| Required action |
Give the data again exactly, without its images.

______

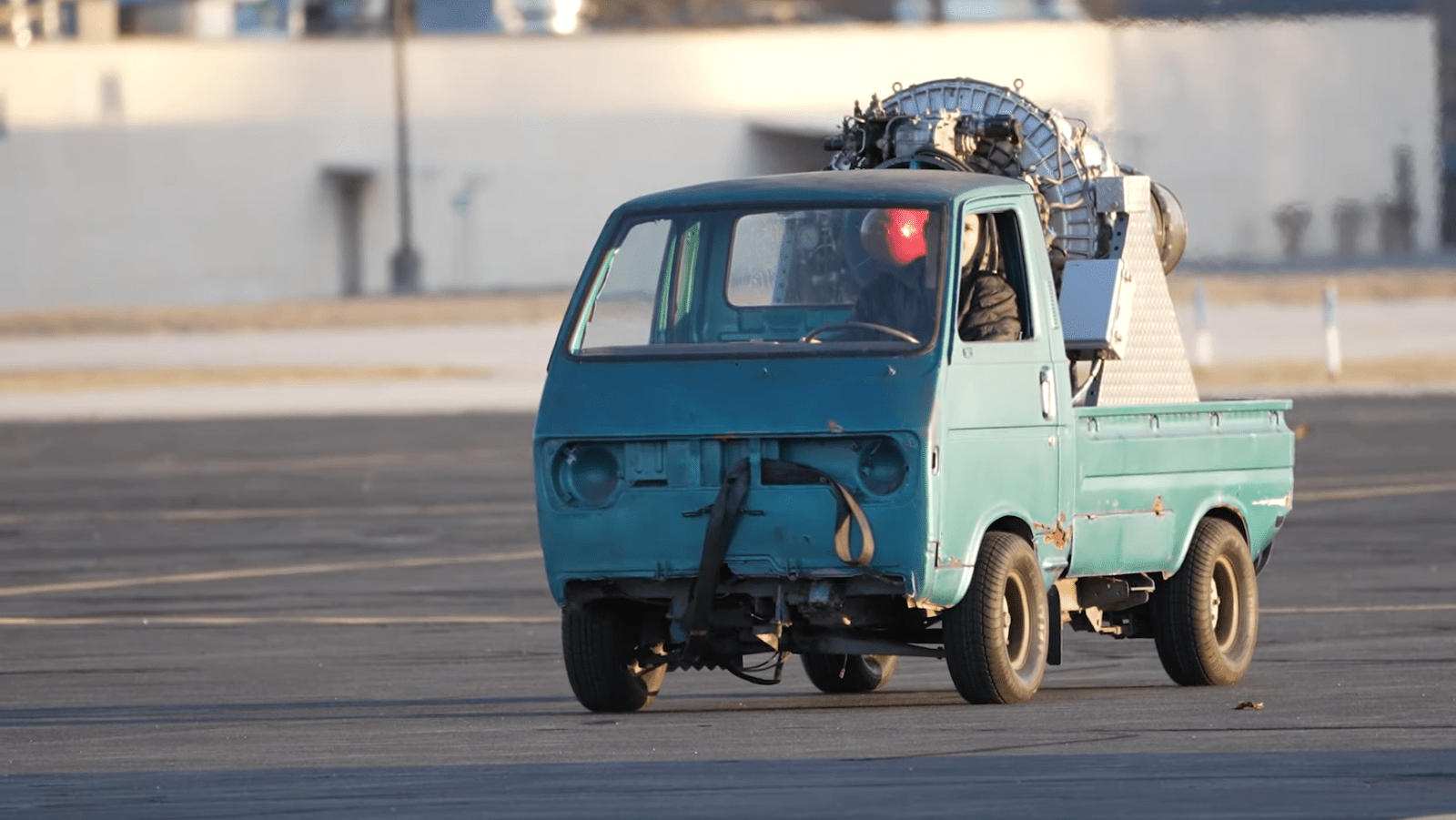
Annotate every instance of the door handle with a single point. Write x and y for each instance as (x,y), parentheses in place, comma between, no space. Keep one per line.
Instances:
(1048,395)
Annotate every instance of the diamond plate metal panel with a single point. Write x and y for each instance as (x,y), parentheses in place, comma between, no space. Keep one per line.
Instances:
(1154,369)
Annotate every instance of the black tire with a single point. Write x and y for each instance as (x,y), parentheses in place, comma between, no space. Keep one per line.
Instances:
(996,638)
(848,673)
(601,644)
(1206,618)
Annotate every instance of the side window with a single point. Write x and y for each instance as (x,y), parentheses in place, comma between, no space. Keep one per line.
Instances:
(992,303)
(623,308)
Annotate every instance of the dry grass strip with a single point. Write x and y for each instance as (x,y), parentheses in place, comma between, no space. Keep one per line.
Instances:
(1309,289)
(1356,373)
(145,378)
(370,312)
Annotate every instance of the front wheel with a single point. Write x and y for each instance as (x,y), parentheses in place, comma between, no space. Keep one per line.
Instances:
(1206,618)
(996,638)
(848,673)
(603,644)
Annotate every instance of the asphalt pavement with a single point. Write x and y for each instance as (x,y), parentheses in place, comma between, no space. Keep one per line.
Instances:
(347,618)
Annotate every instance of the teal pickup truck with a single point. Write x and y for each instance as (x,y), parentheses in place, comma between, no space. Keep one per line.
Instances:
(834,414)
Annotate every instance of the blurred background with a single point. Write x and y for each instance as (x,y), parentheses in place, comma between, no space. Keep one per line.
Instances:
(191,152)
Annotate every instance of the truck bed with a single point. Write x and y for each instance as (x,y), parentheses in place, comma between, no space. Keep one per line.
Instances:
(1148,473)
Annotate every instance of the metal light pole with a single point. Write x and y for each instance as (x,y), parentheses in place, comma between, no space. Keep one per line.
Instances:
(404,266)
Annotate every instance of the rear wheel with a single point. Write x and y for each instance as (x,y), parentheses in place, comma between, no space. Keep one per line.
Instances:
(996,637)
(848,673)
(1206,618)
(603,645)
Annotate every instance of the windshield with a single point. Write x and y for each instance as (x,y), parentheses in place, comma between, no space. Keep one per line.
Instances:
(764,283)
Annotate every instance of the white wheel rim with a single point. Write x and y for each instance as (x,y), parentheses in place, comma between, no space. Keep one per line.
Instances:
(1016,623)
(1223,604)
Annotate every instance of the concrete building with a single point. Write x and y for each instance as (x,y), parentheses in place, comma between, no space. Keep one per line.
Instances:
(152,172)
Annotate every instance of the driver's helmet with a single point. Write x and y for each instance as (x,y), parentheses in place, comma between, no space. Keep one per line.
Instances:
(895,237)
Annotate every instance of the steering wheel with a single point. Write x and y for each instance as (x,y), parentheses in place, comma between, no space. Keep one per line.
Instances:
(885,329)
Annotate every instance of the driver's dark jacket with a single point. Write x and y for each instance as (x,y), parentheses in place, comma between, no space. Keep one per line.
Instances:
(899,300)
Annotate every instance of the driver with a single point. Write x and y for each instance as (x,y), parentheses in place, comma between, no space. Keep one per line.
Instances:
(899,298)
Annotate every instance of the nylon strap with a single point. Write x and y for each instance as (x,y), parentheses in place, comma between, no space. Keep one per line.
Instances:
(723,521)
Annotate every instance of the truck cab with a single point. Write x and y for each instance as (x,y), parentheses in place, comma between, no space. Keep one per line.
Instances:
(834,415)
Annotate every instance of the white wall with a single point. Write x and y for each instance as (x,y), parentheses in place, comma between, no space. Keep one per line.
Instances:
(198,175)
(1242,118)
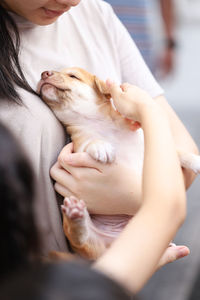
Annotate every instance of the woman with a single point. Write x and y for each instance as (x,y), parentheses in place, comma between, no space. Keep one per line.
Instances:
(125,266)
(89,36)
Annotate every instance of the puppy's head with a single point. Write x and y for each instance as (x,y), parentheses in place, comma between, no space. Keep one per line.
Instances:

______

| Task output |
Annotate every instance of the door handle with a single point. Write x and y for each instance as (x,y), parentheses in place, comma between, no space. Keep one per line.
Instances:
(1048,395)
Annotate every instance of the diamond plate metal panel with a single point. Write x and y for each instance as (x,y), parentheses in place, comma between, no space. Keep one per line.
Instances:
(1154,369)
Annotate every instance of the black tire with a single point. Write x and y for each instance as (x,y), parentheses in place, comma between, no space. Keep one per line.
Instances:
(996,638)
(848,673)
(601,644)
(1206,618)
Annotate every instance of the side window with a single point. Write x and y for each instance as (x,y), parentheses in place, comma between, no space. Keep one per line.
Instances:
(992,303)
(623,308)
Annotate every instance of the dry grass strip with a single point. Write x and y for each instance as (x,y), parentheses in place, comma between, no space. Keep one per line.
Instances:
(1309,289)
(1356,373)
(145,378)
(370,312)
Annotate every instance of the front wheel with a single point. Write x and y for each instance as (x,y), parentheses in place, comma between, no space. Keep one per line.
Instances:
(1206,618)
(996,638)
(848,673)
(603,644)
Annotate every instance of the asphalt pavement with a single point. Write x and y for each instance as (x,y), parentheses in place, comma between, no space. Keep one per line.
Instances:
(347,618)
Annotate every instance of the teal pickup truck with a single point. Write x and y for each instance as (x,y), parentheses in place, comma between, no space. Keep one per line.
Instances:
(834,414)
Annotate every instance of the blurred background with a single point. Write x and y for each instance as (x,y), parentheses in place, comma between, no space. Keep one per line.
Instances:
(191,152)
Annotate every instance of the truck bed with a single point. Write x and y for each instance as (x,y), parentheses in place, comma between, no space. Keep one per line.
Instances:
(1148,473)
Annotate every instance of the metal light pole with a single point. Write x and y for each instance as (x,y), parentheses in place, comma between, no space. Keep one per line.
Instances:
(404,266)
Annotate every instance of the rear wheel with a single point. Write x and y for each instance as (x,y), parentheses in place, comma between, no space. Keep one per line.
Instances:
(996,637)
(848,673)
(1206,618)
(603,645)
Annotate every instance of the windshield with a single point. Write x and y for each instance as (x,y), parentheses in place, comma between, no space. Keep one per line.
Instances:
(764,283)
Annotate every instance of the white wheel rim with a single point. Write x and y for each instance as (x,y), parentheses in place, comma between, no space. Keep one per line.
Instances:
(1016,623)
(1223,604)
Annotate every instance of the concrete building with a single point. Write x and y for each instance as (x,y), parentheses in place, comma between, no space. Keep one per line.
Instances:
(152,172)
Annotate every instance of the driver's helmet with a single point. Write x and y for each instance as (x,y), parentheses in place, comma between, no space. Keep one per line.
Instances:
(895,237)
Annotate every instance of the steering wheel with a single point. Write x and y for each instance as (x,y), parentheses in place, comma between, no space. Keep one per line.
Instances:
(885,329)
Annotate every instance of the driver's dark jacket with a single point. Write x and y for each instance as (x,y), parentheses in place, comma between, no space. Keep one per line.
Instances:
(899,300)
Annotate every instance of the driver with a single point. Write x and y for each instance as (x,y), parentheses in place, comma between, no space. Keep one per line.
Instances:
(899,298)
Annotate every instance of the nylon strap with a single point. Write x and y for each instance as (x,y), parentheses in place, comma between, no space. Keep one per line.
Instances:
(723,521)
Annotate every instance of the truck cab with a single point. Write x and y for each instance as (x,y), parentheses in place, comma between, no space. Keep one per line.
Instances:
(834,415)
Annotate every instance of the white wall with a single point. Write x and y for each instance as (x,y), parentheses in place, comma between, no space. Keep one per line.
Instances:
(198,175)
(1242,118)
Annotate every instance of the woman with a single point. Write x and y for each instance as (x,y), parentheses in place, comma between, no space. Keep one per line.
Instances:
(125,266)
(89,36)
Annotate every instance of the puppy's head with a single point. Write x and y for each instance as (x,y), parentheses in place, comma between, no space. Keep one per line.
Instances:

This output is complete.